Page text:

────────────────

Easy Steps to Minimize Power Outage Damage to Your Home – Part 1
“Electricity is really just organized lightning.” George Carlin
Virginia consistently ranks in the top 10 of states with the highest number of reported power outages each year, according to BlackoutTracker.com. In 2018, this affected over 5.3 million households, with a total duration of 52,000 hours. An average of 7500 homes was affected with each outage, and this doesn’t take into account individual home outages that may be caused by a fallen tree, a small animal touching a transformer, or a damaged powerline from the street.
Power outages can be expensive. Here is just some of the havoc they can cause:
– Spoiled Food
– Gas and generator costs
– Lost wages from time off work
– Burst or frozen pipes
– Alternative shelter (hotel) costs
– Fire from candles left unattended
– Robbery where alarm systems are not battery-backed-up
– Blown electrical appliances from power surges
– Medical expenses from lack of air conditioning or heat
– Flooding if a sump pump isn’t able to run
A whole house generator can help alleviate many of these potential issues, or even simply a generator that will keep your refrigerator and a few lights running is helpful. But what else can you do to mitigate loss in a blackout?
In a series of posts to come, we’ll be covering ways you can keep your home and belongings safe when power is cut to your home. Each post will cover a specific problem, like power surges or robbery. This post will cover the electricity itself. Specifically, avoiding electrocution, burns, and power surges.
Shock It To You
More than 30,000 non-fatal shock accidents happen each year in U.S. homes. These happen because electricity always seeks a path to the ground. Electrical contact injuries happen when people get in the way of the electricity’s path.
One of the first things homeowners do when the power goes out is to check to see if a neighbor’s house is also dark. Sometimes this can mean going outside for a better look. If you see a downed wire, steer clear. Even if you think the downed line is for your cable, do not go near it. Call your power company and report the downed line immediately.
If you see the power is on at your neighbors, your next instinct is to go check the fuse box. Be sure your hands are not wet and that you have no metal jewelry on your hands or wrists. Metal is a conductor that can draw a live current towards it. Good rubber-soled shoes aren’t a bad idea either.
Assuming all is well at the fuse box and you have reported your outage to your power company, you are done. Now, wait patiently for the power company to do its thing. Don’t try to make any repairs yourself, unless you are a certified, licensed, well-educated, world-renowned electrician. A few hours without power isn’t worth your life.
Q: What is another name for an electrical appliance? A: Shock Absorber
When the power company has gotten its act together and reconnected the power to your home, it goes through a natural surge condition. This “tidal wave” of electricity can destroy electronic devices and appliances that have been left “on.”
So when the power goes out, either unplug or turn off anything plugged in. Computers, phones, lamps, fans, air conditioners, televisions, kitchen appliances, you name it. If it was running when the power went out, unplug it if it isn’t connected to a surge protector.
Surge protectors are no longer simply power strips. They come in a variety of options, like outlets that plug into your wall socket and include USB ports. It is smart to use these for all of your electronic devices and appliances as you may not be home when an outage occurs and cannot unplug them. Also, power surges can occur when there is no blackout. If lightning hits a line that runs to your house, that will destroy most unprotected devices.
Another good tip: wait a few minutes after the power comes on to plug your electronics back in. The power needs to stabilize during that time.

────────────────

Raw data:
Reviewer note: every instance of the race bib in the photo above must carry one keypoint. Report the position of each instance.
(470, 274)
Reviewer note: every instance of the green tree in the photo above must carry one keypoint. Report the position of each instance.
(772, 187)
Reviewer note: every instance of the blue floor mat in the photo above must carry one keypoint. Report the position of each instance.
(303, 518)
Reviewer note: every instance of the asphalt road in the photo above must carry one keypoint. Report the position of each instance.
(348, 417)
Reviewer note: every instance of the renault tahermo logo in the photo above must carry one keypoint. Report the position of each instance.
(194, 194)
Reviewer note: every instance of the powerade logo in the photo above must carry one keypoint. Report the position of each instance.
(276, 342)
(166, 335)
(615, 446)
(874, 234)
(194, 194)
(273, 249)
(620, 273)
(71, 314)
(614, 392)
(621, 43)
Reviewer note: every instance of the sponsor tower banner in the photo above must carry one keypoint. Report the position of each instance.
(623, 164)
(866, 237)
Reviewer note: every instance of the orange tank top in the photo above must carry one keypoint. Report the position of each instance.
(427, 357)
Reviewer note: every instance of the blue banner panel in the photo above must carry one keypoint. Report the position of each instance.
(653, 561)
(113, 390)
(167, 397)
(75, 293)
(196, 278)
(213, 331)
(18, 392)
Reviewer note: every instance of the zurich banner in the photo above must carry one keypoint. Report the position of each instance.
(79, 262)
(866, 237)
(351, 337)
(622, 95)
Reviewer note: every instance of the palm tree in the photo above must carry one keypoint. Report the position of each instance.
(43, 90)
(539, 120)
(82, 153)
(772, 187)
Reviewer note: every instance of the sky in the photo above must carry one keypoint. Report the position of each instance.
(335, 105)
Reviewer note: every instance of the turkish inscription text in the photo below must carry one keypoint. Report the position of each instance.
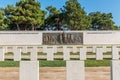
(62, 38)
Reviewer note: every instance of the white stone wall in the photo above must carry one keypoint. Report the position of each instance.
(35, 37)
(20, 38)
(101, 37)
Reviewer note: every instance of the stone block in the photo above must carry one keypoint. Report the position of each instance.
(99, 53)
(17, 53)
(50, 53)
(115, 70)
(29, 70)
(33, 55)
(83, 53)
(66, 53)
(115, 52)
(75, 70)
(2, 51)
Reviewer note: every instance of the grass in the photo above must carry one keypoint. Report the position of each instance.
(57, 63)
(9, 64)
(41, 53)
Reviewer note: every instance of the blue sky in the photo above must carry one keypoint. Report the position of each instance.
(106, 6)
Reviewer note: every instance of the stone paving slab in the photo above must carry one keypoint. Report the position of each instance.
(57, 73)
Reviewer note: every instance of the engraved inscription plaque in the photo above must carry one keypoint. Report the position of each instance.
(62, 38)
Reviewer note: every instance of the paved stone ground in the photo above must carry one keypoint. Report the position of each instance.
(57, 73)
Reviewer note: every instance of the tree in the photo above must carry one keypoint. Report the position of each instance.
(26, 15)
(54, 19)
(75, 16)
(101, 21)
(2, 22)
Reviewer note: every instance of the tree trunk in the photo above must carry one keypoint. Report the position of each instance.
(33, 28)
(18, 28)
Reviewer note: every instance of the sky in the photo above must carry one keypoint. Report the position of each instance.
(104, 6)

────────────────

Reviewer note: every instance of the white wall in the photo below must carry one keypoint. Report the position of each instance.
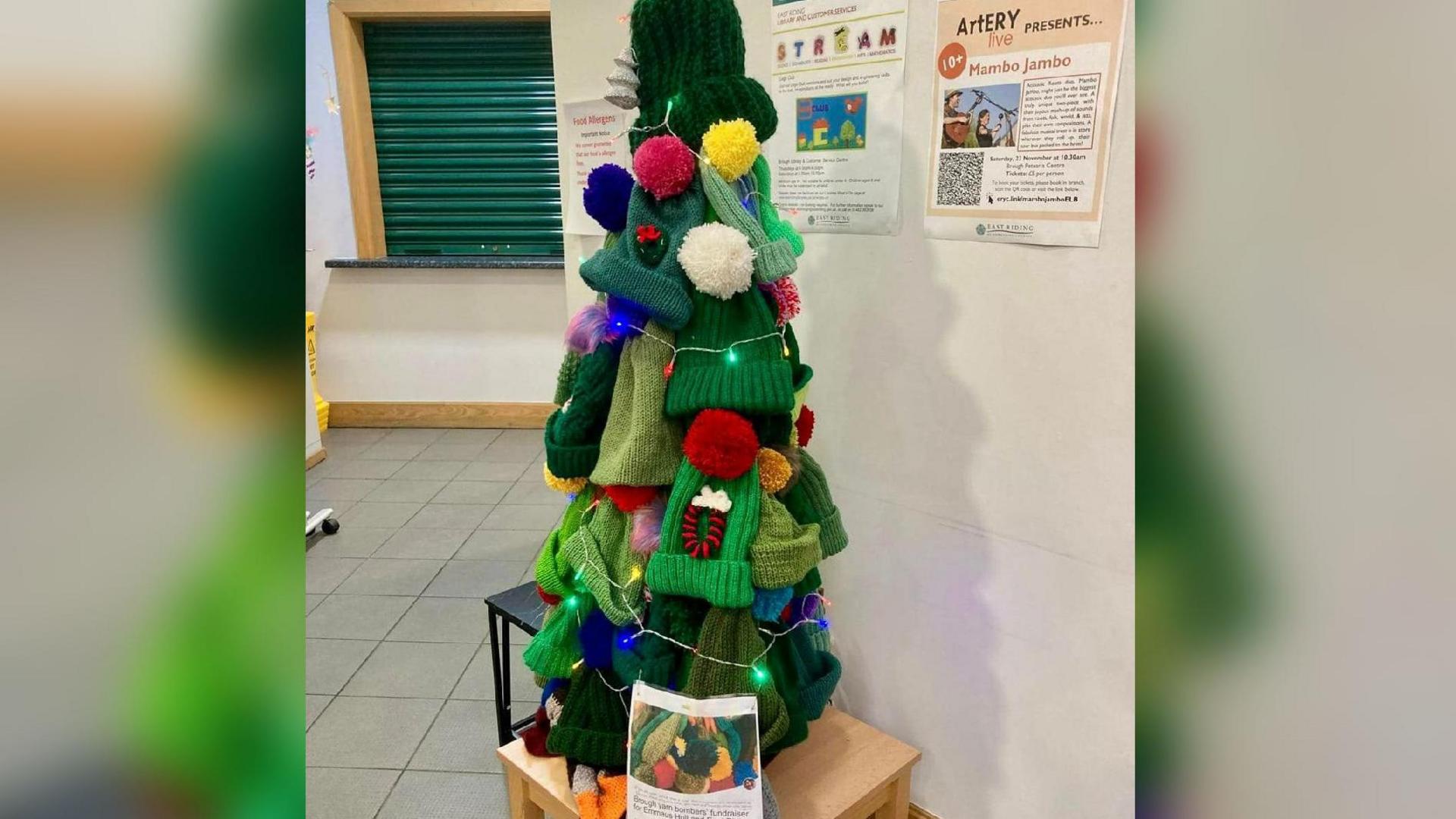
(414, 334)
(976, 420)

────────────────

Work task 1: Translate this sentence from the power outage article into Spanish: "Metal is a conductor that can draw a live current towards it."
Work task 2: Set down the power outage article's wording word for word, everything from "If you see the" down to "worth your life.".

Answer area 1: El metal es un conductor que puede atraer una corriente eléctrica activa hacia sí.

Answer area 2:
If you see the power is on at your neighbors, your next instinct is to go check the fuse box. Be sure your hands are not wet and that you have no metal jewelry on your hands or wrists. Metal is a conductor that can draw a live current towards it. Good rubber-soled shoes aren’t a bad idea either.
Assuming all is well at the fuse box and you have reported your outage to your power company, you are done. Now, wait patiently for the power company to do its thing. Don’t try to make any repairs yourself, unless you are a certified, licensed, well-educated, world-renowned electrician. A few hours without power isn’t worth your life.